### GOAL OF THE EXERCISE
Extract and reproduce verbatim the stretch from the start of the data through the line that contains "[0,191,105,399]", including both ends. Omit the pictures from your answer.

=======

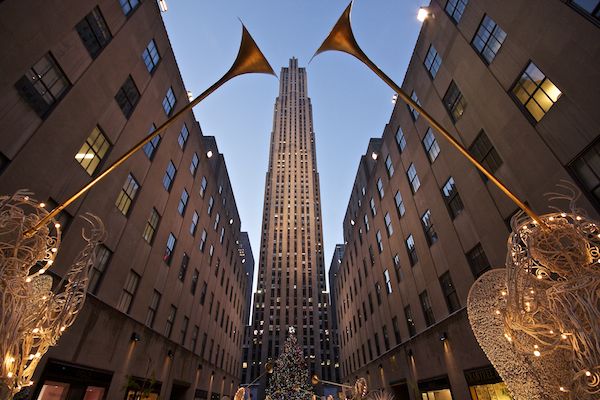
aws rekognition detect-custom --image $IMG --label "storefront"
[465,365,512,400]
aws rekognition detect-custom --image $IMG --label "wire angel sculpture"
[0,191,106,399]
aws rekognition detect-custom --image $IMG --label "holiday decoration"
[267,328,313,400]
[0,191,104,399]
[468,185,600,400]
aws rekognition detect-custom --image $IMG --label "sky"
[163,0,427,294]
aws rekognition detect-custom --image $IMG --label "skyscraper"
[246,58,333,397]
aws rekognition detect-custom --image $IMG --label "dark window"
[512,62,562,122]
[406,235,419,266]
[423,128,440,163]
[466,243,491,278]
[443,81,467,122]
[115,75,140,118]
[471,15,506,64]
[419,290,435,326]
[469,130,502,174]
[440,271,460,314]
[142,39,160,72]
[445,0,469,23]
[421,210,438,246]
[569,140,600,204]
[442,177,464,219]
[15,53,71,118]
[423,44,442,79]
[75,7,112,58]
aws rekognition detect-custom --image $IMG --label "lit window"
[15,53,71,118]
[443,81,467,122]
[163,88,177,117]
[406,163,421,193]
[142,208,160,244]
[423,44,442,79]
[396,127,406,153]
[163,161,177,192]
[75,126,110,175]
[115,174,140,215]
[445,0,469,23]
[471,15,506,64]
[177,124,190,149]
[442,177,464,219]
[75,7,112,58]
[423,128,440,163]
[512,62,562,122]
[142,39,160,72]
[115,75,140,118]
[163,233,177,265]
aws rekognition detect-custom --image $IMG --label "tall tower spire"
[248,58,333,398]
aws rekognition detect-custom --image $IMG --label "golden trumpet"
[313,2,543,226]
[24,24,277,237]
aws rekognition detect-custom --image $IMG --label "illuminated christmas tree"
[267,327,313,400]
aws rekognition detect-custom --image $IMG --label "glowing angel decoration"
[0,191,105,399]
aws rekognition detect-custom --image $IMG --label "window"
[115,174,140,215]
[394,191,406,218]
[512,62,562,122]
[88,244,112,294]
[440,271,460,314]
[190,153,200,176]
[117,270,140,314]
[385,154,394,178]
[75,7,111,58]
[442,177,464,219]
[408,90,421,121]
[406,235,419,266]
[445,0,469,23]
[406,163,421,193]
[142,208,160,244]
[383,269,392,294]
[143,124,160,160]
[466,243,491,278]
[384,213,394,237]
[423,43,442,79]
[178,253,190,282]
[177,124,190,149]
[404,305,417,337]
[163,88,177,117]
[163,233,177,265]
[163,160,177,192]
[142,39,160,73]
[419,290,435,326]
[377,178,385,199]
[471,15,506,64]
[375,231,383,253]
[442,81,467,122]
[423,128,440,163]
[165,304,177,338]
[146,289,160,328]
[15,53,71,118]
[115,75,140,118]
[569,141,600,204]
[75,126,110,175]
[200,176,210,198]
[469,130,502,175]
[190,211,199,236]
[396,127,406,153]
[198,229,206,253]
[177,189,190,215]
[421,210,438,246]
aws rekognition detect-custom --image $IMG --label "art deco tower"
[248,58,334,398]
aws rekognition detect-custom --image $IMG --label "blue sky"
[163,0,428,292]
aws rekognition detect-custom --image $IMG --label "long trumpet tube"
[24,24,276,237]
[313,2,543,226]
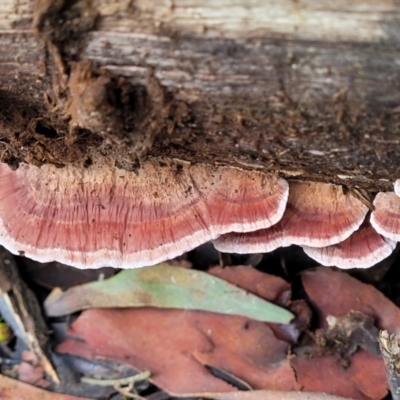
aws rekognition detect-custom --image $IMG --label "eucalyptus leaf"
[44,264,293,324]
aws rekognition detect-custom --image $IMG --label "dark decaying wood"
[0,0,400,192]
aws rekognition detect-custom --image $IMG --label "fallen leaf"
[292,350,388,400]
[57,266,299,394]
[56,308,299,394]
[194,390,352,400]
[0,375,90,400]
[291,268,390,400]
[44,264,293,324]
[301,267,400,336]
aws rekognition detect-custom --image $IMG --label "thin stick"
[379,331,400,400]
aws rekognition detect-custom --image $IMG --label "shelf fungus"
[394,179,400,197]
[0,159,289,268]
[371,192,400,242]
[214,182,368,254]
[303,222,396,269]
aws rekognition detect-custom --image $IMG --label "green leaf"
[45,264,293,324]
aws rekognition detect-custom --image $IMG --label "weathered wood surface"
[0,0,400,191]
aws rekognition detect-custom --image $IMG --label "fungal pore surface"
[0,158,289,268]
[303,222,396,269]
[214,182,368,254]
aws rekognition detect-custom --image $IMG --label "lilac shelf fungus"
[0,159,289,268]
[0,158,400,268]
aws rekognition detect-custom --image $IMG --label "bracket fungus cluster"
[0,158,400,268]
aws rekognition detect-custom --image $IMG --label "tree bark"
[0,0,400,192]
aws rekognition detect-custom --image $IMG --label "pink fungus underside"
[303,222,396,269]
[213,222,283,254]
[213,182,368,254]
[394,179,400,197]
[371,192,400,242]
[280,182,368,247]
[0,159,288,268]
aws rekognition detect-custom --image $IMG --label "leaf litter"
[0,247,400,400]
[44,264,293,324]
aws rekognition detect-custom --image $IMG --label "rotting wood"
[0,0,400,192]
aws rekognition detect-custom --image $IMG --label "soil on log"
[0,0,400,192]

=======

### RESULT OF THE TASK
aws rekognition detect-custom --image $IMG --label "storefront"
[465,365,512,400]
aws rekognition detect-custom --image $IMG --label "wire angel sculpture"
[0,191,106,399]
aws rekognition detect-custom --image $IMG --label "holiday decoration"
[267,328,313,400]
[0,191,104,399]
[468,185,600,400]
aws rekognition detect-custom --image $IMG --label "sky"
[163,0,427,294]
aws rekognition detect-custom --image $IMG --label "skyscraper"
[246,58,333,397]
aws rekognition detect-custom --image $IMG --label "dark window"
[512,62,562,122]
[406,235,419,266]
[423,128,440,163]
[466,243,491,278]
[443,81,467,122]
[115,75,140,118]
[471,15,506,64]
[419,290,435,326]
[469,130,502,174]
[440,271,460,314]
[142,39,160,72]
[445,0,469,23]
[421,210,438,246]
[569,140,600,204]
[442,177,464,219]
[15,53,71,118]
[423,44,442,79]
[75,7,112,58]
aws rekognition detect-custom --image $IMG --label "lit window"
[15,53,71,118]
[443,81,467,122]
[163,88,177,117]
[406,163,421,193]
[142,208,160,244]
[423,44,442,79]
[396,127,406,153]
[163,161,177,192]
[75,126,110,175]
[115,174,140,215]
[445,0,469,23]
[471,15,506,64]
[177,124,190,149]
[442,177,464,219]
[75,7,112,58]
[423,128,440,163]
[512,62,562,122]
[142,39,160,72]
[115,75,140,118]
[163,233,177,265]
aws rekognition detect-custom --image $IMG --label "tall tower spire"
[248,58,333,398]
aws rekognition detect-custom --image $IMG --label "golden trumpet"
[313,2,543,226]
[24,24,277,237]
aws rekognition detect-custom --image $IMG --label "illuminated christmas tree"
[267,327,313,400]
aws rekognition detect-custom --image $IMG --label "glowing angel decoration"
[0,191,105,399]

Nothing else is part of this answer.